Lo avrà capito il governo Bim Bum Bam? Forse sì. Forse no. E la sfida di Renzi, se volete, è tutta qui. Seguite il filo.
«Non credo che le campagne elettorali spostino in modo significativo i voti» (Stefano Fassina, ex responsabile economia del Pd, «Corriere della Sera», 27 febbraio 2013).
L’incapacità della sinistra di diventare maggioranza del Paese è legata non solo a una questione di carattere politico, e a una irrefrenabile vocazione minoritaria dei dirigenti postcomunisti, ma anche a un problema spesso sottovalutato dai vertici progressisti. La sinistra, infatti, è percepita come se fosse una forza di governo anche quando si trova lontana dai posti di governo. E la ragione di questo paradosso è inscritta nei geni della galassia rappresentata dalla sinistra.
Giovanni Orsina, professore di Storia alla Luiss di Roma, e autore di un bel libro, Il berlusconismo nella storia d’Italia (Marsilio, Venezia 2013), ha una tesi affascinante: la sinistra si è caricata sulle spalle un numero così elevato di pezzi dell’apparato statale da essere diventata sinonimo della parola «Stato». E così, anche se non governa, l’elettore la percepisce come una forza non d’opposizione. E, rappresentando in tutto e per tutto lo Stato, è come se si trovasse sempre al governo. Semplice, no?
Incontriamo Orsina a Roma, a metà gennaio, a pochi passi dal Liceo Visconti e a dieci metri da Palazzo Grazioli. Gli chiediamo di spiegarci meglio la sua tesi affascinante. Vale la pena ascoltarlo.

################

COMPITO ASSEGNATO A = Trascriva parola per parola il passo dell'estratto sulla sinistra italiana, iniziando dalle parole "Lo avrà capito" e fermandosi dopo "rappresentata dalla sinistra.".
COMPITO ASSEGNATO B = Raccolga dalle voci sottostanti tutte le righe in cui compare la stringa "every", distinguendo tra maiuscole e minuscole.

################

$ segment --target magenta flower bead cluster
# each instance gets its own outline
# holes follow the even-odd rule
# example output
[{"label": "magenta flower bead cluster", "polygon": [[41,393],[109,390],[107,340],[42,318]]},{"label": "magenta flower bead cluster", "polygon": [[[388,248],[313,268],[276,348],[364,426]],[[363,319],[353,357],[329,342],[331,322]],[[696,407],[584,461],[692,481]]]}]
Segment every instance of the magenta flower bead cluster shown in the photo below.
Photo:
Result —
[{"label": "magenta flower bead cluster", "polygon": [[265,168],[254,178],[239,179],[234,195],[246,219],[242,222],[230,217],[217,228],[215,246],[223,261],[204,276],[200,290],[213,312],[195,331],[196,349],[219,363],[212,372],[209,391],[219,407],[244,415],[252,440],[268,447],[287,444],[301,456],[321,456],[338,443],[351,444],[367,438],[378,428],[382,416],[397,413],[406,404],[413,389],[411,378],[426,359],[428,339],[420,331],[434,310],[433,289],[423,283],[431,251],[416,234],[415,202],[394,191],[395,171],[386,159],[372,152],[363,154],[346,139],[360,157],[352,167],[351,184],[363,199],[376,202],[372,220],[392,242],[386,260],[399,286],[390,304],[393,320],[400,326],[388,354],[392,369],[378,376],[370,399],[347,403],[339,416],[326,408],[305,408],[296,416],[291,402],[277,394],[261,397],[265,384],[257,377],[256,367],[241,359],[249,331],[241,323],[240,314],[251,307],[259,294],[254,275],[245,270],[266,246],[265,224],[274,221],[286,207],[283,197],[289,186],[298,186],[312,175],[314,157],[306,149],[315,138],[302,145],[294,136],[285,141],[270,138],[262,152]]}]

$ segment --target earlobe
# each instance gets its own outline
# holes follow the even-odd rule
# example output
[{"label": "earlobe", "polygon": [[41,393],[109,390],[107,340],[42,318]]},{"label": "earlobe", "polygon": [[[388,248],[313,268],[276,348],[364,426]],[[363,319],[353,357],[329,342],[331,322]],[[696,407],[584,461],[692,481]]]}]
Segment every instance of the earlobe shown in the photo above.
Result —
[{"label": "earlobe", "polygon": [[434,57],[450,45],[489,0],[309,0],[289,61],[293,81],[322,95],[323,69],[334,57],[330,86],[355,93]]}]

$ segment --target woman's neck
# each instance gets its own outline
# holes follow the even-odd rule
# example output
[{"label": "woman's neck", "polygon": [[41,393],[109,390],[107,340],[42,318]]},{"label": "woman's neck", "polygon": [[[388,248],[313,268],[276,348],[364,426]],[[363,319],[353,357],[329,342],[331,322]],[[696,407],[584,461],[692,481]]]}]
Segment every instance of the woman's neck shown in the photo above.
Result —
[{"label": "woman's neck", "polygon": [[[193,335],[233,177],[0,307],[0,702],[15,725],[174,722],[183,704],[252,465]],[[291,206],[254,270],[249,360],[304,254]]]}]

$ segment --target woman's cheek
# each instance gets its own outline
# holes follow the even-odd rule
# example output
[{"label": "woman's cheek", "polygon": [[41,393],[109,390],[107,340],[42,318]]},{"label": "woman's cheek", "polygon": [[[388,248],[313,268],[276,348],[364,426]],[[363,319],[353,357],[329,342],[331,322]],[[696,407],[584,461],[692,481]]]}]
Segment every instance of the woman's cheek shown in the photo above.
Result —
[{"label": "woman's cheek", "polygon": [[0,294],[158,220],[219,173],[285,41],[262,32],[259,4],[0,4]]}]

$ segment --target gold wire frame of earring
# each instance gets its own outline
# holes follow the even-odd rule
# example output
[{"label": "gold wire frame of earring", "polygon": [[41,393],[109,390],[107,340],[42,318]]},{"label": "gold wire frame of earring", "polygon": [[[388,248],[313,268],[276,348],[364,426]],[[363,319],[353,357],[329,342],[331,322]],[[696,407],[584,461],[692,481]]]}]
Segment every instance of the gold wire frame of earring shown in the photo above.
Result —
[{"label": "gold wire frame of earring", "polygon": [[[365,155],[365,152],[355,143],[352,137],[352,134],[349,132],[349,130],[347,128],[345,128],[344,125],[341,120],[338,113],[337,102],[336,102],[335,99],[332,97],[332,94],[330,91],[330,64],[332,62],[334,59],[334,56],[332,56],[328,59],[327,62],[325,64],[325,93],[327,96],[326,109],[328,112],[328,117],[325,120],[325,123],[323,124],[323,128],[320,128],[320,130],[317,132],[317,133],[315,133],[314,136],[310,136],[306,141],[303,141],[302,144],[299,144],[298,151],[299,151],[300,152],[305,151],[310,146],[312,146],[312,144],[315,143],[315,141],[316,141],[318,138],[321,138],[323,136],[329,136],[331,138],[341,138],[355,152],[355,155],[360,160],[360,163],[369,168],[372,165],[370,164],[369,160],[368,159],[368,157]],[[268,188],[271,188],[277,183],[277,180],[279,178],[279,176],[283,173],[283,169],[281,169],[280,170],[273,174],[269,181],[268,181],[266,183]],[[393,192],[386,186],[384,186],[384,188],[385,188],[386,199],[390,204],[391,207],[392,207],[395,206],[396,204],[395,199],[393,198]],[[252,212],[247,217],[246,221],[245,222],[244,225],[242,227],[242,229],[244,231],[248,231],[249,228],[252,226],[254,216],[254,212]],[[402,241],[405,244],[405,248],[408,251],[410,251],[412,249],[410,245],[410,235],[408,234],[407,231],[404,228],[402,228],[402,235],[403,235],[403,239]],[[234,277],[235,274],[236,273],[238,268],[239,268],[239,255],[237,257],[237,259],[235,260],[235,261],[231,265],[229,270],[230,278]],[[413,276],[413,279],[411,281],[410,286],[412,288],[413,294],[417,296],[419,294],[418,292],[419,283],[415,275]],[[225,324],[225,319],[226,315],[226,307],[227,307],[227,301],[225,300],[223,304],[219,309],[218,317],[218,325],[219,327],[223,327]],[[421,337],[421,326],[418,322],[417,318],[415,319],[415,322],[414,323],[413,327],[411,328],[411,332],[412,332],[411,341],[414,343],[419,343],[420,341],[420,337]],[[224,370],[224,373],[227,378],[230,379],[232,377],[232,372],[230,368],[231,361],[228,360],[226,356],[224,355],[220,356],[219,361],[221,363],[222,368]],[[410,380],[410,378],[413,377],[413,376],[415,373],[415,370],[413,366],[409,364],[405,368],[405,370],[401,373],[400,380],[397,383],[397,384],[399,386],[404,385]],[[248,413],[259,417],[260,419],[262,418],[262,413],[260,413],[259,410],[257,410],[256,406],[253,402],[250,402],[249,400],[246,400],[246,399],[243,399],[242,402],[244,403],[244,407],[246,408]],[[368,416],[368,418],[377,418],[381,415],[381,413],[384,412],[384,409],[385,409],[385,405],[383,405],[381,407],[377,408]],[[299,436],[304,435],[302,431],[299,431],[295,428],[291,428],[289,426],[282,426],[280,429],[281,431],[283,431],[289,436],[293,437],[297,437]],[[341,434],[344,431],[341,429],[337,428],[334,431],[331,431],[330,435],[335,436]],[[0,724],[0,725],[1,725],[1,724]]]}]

################

RISPOSTA COMPLETA A =
Lo avrà capito il governo Bim Bum Bam? Forse sì. Forse no. E la sfida di Renzi, se volete, è tutta qui. Seguite il filo.
«Non credo che le campagne elettorali spostino in modo significativo i voti» (Stefano Fassina, ex responsabile economia del Pd, «Corriere della Sera», 27 febbraio 2013).
L’incapacità della sinistra di diventare maggioranza del Paese è legata non solo a una questione di carattere politico, e a una irrefrenabile vocazione minoritaria dei dirigenti postcomunisti, ma anche a un problema spesso sottovalutato dai vertici progressisti. La sinistra, infatti, è percepita come se fosse una forza di governo anche quando si trova lontana dai posti di governo. E la ragione di questo paradosso è inscritta nei geni della galassia rappresentata dalla sinistra.

RISPOSTA COMPLETA B =
Segment every instance of the magenta flower bead cluster shown in the photo below.
Segment every instance of the earlobe shown in the photo above.
Segment every instance of the woman's neck shown in the photo above.
Segment every instance of the woman's cheek shown in the photo above.
Segment every instance of the gold wire frame of earring shown in the photo above.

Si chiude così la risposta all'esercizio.